DIRECTIONS FOR THIS TASK: State how many lines of the data below contain the string "open", with case counting. Reply with the number alone.

— Begin ENTRIES SHOWN —

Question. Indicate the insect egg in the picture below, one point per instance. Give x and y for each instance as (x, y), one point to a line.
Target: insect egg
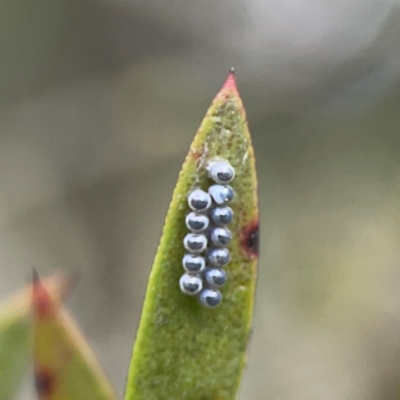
(222, 172)
(193, 263)
(218, 257)
(195, 243)
(221, 237)
(210, 298)
(197, 222)
(199, 200)
(190, 284)
(221, 194)
(215, 277)
(221, 215)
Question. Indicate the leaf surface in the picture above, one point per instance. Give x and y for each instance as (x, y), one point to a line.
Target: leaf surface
(183, 350)
(15, 335)
(64, 365)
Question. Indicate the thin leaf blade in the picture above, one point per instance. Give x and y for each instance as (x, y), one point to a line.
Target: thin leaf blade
(182, 350)
(15, 335)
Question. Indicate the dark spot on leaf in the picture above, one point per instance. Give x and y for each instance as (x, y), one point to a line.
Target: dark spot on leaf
(250, 239)
(41, 300)
(44, 382)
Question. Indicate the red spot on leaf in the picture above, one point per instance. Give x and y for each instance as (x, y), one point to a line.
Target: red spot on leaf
(44, 382)
(42, 302)
(230, 82)
(249, 239)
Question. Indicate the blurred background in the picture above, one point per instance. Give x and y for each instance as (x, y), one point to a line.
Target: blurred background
(99, 101)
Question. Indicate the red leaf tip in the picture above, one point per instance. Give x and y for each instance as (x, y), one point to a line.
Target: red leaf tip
(230, 82)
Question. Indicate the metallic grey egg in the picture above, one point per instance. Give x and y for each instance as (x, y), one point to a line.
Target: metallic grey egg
(193, 263)
(221, 194)
(190, 284)
(218, 257)
(195, 243)
(221, 172)
(215, 277)
(199, 200)
(221, 216)
(220, 237)
(197, 222)
(210, 298)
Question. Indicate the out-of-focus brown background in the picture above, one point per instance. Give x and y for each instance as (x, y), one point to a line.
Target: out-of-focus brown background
(99, 101)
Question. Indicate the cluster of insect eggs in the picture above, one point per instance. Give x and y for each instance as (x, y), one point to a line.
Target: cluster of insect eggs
(207, 223)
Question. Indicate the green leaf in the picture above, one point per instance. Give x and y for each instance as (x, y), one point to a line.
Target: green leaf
(15, 336)
(183, 350)
(65, 366)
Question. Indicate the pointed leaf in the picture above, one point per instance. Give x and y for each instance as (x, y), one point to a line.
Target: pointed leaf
(65, 366)
(15, 329)
(183, 350)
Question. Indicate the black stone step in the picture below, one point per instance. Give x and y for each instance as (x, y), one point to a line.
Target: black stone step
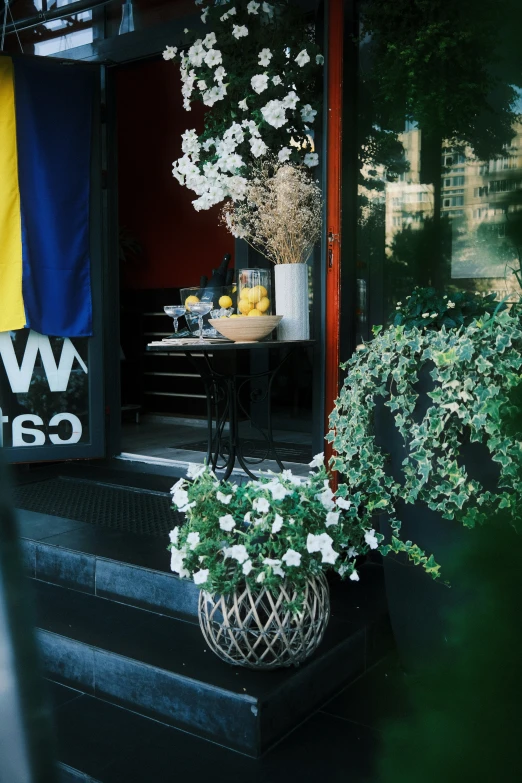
(160, 667)
(98, 741)
(132, 569)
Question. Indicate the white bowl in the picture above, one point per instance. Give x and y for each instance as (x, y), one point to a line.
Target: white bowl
(246, 329)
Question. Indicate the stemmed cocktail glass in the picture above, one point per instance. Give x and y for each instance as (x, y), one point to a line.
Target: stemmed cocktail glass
(175, 312)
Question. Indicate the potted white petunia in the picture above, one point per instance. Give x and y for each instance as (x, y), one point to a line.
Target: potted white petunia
(259, 553)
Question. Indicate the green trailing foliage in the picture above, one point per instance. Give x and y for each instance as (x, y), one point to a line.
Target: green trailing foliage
(476, 372)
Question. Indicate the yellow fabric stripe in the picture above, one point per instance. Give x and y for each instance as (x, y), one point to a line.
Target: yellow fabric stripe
(12, 314)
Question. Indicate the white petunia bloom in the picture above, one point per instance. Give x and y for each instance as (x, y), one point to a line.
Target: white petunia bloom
(193, 540)
(196, 54)
(307, 113)
(302, 58)
(201, 576)
(262, 505)
(264, 57)
(275, 565)
(292, 558)
(179, 484)
(277, 524)
(239, 31)
(291, 100)
(237, 552)
(318, 543)
(311, 159)
(259, 82)
(209, 40)
(213, 58)
(170, 52)
(258, 147)
(332, 518)
(371, 539)
(326, 499)
(227, 522)
(194, 470)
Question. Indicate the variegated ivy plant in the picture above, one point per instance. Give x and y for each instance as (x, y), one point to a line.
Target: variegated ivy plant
(474, 367)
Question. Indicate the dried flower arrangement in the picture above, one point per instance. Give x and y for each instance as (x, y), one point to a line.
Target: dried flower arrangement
(281, 216)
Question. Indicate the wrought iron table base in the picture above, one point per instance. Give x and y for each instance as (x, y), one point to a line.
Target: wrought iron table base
(229, 397)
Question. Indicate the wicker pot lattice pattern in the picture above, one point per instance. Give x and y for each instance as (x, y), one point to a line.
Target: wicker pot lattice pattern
(254, 628)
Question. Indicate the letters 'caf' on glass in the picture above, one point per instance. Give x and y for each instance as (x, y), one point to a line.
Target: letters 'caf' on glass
(44, 390)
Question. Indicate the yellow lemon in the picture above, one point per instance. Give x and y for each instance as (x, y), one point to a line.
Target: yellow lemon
(263, 305)
(256, 293)
(225, 302)
(244, 306)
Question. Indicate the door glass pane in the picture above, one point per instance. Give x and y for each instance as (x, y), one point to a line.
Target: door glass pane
(440, 152)
(44, 390)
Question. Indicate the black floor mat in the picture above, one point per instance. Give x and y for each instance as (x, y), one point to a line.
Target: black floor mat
(287, 452)
(126, 510)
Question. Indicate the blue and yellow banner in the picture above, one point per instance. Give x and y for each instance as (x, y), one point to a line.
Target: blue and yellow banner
(45, 152)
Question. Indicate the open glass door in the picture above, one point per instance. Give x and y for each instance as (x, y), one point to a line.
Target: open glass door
(51, 362)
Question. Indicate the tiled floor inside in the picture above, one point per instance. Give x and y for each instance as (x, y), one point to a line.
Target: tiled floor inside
(341, 743)
(161, 438)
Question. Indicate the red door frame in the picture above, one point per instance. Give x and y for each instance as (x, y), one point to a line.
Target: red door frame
(335, 22)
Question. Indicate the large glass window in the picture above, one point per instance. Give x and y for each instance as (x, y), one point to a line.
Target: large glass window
(440, 151)
(44, 390)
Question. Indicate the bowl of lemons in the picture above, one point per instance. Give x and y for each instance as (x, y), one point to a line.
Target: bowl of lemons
(241, 328)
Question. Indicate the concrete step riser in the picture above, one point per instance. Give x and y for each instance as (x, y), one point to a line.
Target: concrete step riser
(203, 710)
(141, 587)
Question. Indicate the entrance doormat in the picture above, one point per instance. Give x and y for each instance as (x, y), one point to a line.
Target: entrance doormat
(287, 452)
(125, 510)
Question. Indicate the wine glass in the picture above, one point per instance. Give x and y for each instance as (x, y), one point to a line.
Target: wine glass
(175, 312)
(199, 302)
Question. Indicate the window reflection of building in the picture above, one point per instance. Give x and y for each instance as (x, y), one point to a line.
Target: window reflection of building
(478, 197)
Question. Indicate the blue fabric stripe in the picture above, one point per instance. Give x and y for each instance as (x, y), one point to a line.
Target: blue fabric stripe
(54, 119)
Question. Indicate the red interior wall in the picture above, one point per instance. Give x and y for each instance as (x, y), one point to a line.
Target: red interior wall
(179, 243)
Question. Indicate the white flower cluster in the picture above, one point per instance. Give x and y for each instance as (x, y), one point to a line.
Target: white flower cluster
(225, 177)
(266, 512)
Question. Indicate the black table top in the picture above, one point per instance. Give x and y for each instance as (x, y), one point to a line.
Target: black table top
(226, 345)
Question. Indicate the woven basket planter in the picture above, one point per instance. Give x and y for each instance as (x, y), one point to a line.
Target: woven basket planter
(253, 628)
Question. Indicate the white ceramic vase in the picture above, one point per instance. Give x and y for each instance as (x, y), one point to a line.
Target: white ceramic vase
(291, 289)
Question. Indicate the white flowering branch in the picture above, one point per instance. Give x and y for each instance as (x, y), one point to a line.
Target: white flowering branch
(262, 98)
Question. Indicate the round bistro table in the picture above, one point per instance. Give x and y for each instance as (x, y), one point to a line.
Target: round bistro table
(230, 394)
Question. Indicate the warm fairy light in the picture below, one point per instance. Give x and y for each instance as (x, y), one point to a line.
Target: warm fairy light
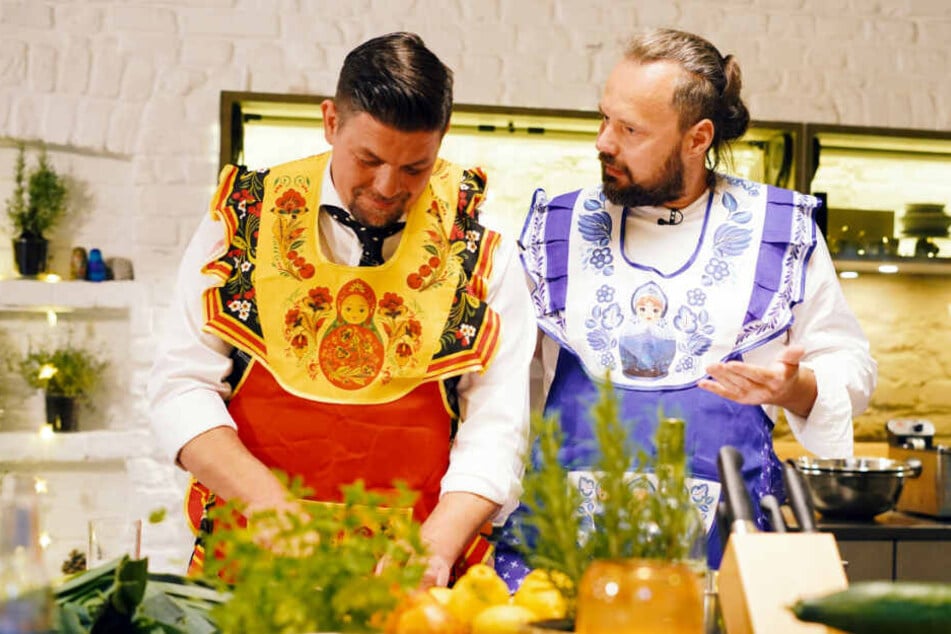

— End ENTRIES SHOWN —

WRITTEN SOLUTION: 2